== TASK INPUTS ==

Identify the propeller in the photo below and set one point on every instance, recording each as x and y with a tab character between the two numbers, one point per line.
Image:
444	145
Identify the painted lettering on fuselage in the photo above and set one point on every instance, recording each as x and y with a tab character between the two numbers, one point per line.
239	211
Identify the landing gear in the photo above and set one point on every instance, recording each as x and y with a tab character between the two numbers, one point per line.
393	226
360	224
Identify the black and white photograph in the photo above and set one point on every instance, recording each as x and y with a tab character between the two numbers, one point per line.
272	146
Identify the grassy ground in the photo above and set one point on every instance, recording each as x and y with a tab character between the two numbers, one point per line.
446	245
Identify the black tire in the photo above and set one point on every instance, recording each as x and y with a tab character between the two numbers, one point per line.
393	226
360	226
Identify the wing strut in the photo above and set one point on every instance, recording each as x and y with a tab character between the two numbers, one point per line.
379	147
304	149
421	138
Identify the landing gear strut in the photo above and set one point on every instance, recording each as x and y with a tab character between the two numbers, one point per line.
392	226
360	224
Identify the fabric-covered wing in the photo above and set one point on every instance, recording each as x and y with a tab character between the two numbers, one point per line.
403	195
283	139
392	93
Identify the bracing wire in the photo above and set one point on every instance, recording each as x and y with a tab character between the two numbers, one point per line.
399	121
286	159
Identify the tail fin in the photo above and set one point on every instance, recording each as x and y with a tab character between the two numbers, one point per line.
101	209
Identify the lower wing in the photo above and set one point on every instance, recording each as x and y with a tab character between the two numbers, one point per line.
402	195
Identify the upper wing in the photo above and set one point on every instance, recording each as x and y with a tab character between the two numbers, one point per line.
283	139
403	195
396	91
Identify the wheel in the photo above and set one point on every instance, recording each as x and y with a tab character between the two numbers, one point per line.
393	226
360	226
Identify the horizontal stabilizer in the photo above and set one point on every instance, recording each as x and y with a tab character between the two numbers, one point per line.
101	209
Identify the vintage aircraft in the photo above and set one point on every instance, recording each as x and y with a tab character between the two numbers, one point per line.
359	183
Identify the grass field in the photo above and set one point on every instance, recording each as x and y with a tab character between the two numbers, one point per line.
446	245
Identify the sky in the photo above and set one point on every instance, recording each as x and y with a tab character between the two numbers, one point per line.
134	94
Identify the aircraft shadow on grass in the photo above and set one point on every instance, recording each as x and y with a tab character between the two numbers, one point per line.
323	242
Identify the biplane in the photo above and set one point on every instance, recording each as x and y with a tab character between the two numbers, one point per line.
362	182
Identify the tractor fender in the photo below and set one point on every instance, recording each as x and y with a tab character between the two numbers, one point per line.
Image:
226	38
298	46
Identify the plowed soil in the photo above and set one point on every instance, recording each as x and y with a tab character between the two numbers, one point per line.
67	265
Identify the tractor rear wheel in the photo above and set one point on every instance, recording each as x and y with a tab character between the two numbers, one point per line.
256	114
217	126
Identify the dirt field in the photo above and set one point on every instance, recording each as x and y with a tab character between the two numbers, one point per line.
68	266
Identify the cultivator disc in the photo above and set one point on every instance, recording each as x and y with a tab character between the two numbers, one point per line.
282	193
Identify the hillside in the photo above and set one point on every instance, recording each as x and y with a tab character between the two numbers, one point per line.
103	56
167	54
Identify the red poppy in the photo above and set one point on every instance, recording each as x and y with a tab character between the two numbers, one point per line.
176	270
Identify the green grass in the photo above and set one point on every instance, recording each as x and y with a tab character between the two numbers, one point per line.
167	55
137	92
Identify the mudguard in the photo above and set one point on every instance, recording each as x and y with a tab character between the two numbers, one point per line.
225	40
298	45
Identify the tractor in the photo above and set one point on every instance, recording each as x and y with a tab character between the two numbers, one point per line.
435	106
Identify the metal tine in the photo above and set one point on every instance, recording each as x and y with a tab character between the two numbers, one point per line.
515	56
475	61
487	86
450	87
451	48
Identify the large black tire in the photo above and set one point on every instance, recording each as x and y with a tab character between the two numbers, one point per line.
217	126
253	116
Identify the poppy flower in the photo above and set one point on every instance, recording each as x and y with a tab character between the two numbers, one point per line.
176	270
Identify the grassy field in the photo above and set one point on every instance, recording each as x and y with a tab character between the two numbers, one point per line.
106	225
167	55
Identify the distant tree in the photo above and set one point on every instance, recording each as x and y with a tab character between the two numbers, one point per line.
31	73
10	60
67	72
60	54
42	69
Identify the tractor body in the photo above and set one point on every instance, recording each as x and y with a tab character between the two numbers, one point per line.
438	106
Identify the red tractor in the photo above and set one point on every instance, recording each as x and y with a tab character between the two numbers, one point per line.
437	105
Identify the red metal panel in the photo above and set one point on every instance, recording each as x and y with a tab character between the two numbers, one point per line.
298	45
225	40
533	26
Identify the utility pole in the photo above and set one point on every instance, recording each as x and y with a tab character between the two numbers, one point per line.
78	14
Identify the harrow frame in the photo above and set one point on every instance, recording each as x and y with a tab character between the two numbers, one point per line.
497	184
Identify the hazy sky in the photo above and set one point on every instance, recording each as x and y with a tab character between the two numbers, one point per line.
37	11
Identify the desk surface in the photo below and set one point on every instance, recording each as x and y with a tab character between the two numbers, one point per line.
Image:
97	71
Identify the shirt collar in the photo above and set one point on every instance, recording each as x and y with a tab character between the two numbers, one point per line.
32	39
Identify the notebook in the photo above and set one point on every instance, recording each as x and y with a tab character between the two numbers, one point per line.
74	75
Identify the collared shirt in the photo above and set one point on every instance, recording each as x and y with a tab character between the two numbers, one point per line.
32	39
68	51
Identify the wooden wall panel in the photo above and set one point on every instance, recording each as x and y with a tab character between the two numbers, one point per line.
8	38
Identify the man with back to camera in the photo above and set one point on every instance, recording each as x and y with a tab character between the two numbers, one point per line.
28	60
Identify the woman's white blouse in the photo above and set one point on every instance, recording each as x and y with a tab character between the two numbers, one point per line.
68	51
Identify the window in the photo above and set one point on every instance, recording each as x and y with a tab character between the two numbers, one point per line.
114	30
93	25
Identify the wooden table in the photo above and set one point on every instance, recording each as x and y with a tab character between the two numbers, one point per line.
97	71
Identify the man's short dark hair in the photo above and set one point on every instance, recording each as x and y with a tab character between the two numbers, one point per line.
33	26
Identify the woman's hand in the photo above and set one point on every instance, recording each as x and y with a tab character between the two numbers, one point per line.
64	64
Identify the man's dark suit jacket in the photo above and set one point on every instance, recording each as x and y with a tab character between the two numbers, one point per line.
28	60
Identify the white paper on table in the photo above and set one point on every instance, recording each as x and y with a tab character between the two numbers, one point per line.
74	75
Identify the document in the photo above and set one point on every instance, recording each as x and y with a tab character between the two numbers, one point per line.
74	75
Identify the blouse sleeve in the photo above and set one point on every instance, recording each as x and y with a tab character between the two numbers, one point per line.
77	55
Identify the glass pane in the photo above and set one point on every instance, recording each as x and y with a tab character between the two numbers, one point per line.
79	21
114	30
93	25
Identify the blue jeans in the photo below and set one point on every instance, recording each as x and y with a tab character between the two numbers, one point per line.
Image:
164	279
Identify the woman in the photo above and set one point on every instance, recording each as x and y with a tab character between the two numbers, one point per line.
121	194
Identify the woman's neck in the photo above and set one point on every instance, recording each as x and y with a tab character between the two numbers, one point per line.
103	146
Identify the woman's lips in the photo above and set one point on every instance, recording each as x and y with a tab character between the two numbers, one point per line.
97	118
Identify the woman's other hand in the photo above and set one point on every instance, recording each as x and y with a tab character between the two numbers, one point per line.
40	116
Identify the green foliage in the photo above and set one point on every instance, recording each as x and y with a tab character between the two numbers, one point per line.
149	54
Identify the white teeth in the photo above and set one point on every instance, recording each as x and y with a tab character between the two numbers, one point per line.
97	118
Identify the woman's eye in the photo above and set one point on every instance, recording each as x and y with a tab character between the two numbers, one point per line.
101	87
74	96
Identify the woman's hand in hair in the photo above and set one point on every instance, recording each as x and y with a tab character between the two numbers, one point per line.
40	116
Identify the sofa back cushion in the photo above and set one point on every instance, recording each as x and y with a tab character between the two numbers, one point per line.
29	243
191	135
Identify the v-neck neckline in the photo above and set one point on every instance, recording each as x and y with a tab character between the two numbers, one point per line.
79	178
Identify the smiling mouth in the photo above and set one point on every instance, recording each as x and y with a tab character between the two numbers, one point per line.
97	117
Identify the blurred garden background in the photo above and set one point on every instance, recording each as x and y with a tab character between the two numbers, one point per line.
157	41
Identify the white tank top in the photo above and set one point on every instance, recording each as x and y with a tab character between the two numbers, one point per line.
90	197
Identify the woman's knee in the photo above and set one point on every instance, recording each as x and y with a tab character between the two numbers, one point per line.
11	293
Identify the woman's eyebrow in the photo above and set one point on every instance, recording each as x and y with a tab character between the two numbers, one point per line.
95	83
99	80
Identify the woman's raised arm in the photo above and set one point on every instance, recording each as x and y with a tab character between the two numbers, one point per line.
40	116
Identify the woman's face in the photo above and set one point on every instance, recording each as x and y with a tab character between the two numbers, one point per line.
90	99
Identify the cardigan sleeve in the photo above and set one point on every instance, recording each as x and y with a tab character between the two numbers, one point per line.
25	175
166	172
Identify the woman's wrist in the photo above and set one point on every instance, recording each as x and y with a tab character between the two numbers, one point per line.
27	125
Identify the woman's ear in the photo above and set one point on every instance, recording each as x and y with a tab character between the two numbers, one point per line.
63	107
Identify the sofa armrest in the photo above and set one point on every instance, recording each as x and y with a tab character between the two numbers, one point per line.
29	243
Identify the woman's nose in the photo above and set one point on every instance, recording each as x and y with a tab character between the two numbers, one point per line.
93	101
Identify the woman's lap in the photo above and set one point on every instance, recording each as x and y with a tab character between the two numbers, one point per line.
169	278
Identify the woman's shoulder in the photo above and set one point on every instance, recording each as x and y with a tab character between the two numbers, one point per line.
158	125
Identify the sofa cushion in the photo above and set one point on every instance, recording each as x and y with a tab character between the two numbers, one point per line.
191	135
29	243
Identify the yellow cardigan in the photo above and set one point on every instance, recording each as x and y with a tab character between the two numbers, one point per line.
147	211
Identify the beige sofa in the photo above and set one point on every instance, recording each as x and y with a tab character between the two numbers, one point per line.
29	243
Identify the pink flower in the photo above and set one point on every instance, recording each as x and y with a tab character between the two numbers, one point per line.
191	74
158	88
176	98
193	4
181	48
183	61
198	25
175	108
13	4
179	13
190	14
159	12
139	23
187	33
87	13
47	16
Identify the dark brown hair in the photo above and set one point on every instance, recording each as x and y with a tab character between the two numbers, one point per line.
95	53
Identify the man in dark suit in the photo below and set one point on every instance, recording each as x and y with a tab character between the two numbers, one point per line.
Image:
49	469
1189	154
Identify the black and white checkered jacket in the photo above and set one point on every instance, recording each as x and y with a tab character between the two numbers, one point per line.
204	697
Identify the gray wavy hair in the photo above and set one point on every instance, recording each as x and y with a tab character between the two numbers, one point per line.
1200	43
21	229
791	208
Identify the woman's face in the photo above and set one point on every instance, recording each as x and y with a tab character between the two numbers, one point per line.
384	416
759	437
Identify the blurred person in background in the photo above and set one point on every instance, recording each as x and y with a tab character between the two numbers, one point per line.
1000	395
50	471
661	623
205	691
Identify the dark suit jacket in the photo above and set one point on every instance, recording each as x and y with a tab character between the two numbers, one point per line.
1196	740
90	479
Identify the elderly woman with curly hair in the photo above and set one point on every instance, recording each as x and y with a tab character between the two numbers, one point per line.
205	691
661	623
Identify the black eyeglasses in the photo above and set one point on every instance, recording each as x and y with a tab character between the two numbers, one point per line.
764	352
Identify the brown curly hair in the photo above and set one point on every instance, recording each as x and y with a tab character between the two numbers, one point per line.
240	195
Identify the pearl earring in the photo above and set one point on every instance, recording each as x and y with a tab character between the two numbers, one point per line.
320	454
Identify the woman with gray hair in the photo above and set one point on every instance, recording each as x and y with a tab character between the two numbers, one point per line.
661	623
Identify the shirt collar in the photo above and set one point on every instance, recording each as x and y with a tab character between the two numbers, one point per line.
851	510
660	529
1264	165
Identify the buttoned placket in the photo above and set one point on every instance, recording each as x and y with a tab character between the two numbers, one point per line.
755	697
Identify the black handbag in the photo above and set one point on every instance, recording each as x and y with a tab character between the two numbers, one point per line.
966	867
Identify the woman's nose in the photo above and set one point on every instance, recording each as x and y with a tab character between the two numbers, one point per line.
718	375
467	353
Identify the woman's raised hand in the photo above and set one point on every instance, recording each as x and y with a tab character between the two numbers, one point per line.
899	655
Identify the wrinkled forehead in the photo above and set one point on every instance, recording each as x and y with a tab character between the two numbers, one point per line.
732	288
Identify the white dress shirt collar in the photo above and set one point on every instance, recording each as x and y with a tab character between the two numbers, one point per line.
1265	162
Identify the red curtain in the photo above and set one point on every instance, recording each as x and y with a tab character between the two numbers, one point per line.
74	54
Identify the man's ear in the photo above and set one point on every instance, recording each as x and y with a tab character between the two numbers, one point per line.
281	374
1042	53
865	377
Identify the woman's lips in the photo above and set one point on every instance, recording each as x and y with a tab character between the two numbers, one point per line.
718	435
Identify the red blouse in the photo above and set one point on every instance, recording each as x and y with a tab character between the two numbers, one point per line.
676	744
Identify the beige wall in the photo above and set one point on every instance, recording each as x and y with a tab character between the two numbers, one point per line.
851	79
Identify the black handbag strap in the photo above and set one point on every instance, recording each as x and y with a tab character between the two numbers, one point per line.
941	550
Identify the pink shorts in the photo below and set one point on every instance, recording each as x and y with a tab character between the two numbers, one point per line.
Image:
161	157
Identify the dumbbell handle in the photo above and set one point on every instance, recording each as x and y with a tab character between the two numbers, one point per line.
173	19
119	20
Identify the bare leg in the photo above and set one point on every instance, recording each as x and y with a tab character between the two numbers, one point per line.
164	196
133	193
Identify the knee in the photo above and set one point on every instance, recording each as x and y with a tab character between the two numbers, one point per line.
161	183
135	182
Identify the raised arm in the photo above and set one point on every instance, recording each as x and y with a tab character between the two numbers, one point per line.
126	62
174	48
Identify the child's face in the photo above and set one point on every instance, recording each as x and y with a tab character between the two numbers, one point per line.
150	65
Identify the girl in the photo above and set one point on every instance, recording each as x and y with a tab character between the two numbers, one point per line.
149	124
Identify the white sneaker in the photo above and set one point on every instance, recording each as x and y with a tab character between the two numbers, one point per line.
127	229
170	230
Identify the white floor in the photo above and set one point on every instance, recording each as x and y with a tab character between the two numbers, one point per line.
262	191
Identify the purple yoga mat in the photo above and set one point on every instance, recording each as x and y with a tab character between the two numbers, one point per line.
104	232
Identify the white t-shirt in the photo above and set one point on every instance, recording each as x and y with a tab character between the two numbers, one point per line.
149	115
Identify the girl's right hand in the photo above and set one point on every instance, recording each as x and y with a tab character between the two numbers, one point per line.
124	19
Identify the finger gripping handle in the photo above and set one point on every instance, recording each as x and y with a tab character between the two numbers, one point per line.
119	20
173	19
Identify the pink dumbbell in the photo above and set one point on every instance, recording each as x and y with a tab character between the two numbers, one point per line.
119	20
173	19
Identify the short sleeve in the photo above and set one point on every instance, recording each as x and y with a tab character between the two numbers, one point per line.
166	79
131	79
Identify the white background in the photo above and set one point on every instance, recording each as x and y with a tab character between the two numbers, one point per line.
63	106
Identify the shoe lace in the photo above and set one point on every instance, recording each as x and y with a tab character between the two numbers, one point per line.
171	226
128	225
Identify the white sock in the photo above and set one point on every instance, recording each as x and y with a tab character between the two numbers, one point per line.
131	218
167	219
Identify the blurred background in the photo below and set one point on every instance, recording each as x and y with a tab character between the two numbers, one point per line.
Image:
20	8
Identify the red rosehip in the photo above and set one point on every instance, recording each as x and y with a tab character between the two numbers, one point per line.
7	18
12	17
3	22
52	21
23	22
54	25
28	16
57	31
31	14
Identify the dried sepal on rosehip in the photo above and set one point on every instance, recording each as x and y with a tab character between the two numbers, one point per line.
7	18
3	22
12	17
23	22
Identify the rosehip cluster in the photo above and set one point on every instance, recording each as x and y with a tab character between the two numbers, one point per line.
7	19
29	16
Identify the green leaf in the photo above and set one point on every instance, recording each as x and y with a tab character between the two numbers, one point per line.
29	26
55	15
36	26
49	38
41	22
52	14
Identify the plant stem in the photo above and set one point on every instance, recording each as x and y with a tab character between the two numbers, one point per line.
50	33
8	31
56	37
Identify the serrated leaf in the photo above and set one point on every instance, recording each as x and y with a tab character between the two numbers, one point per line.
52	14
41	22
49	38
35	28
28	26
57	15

===

▶ EXERCISE OBJECTIVE: All lines of the records containing "below" should be shown.

▶ ANSWER SPACE:
Identify the propeller in the photo below and set one point on every instance, recording each as x and y with a tab character between the two numbers, one point per line.
Identify the tractor fender in the photo below and set one point on every instance, recording each as x and y with a tab character between the two numbers, one point per line.
Identify the desk surface in the photo below and set one point on every instance, recording each as x and y with a tab character between the two numbers, one point per line.
Identify the blue jeans in the photo below and set one point on every instance, recording each as x and y with a tab character between the two numbers, one point per line.
Identify the man in dark suit in the photo below and set one point on every instance, recording each as x and y with a tab character between the two numbers, one point per line.
Identify the pink shorts in the photo below and set one point on every instance, recording each as x and y with a tab character between the two numbers, one point per line.
Identify the blurred background in the photo below and set one point on every instance, recording each as x and y with a tab character between the two numbers, one point per line.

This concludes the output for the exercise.